[Saklanan veri kümesi öğeleri]
####
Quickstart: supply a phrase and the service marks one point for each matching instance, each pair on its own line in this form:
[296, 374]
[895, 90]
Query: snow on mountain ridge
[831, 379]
####
■ Verilen alıştırma
Yukarıdaki kayıtların bütün satırlarını, boş satırları dışarıda bırakarak numaralı bir liste olarak ifade edin.

■ Tamamlanan alıştırma
1. Quickstart: supply a phrase and the service marks one point for each matching instance, each pair on its own line in this form:
2. [296, 374]
3. [895, 90]
4. Query: snow on mountain ridge
5. [831, 379]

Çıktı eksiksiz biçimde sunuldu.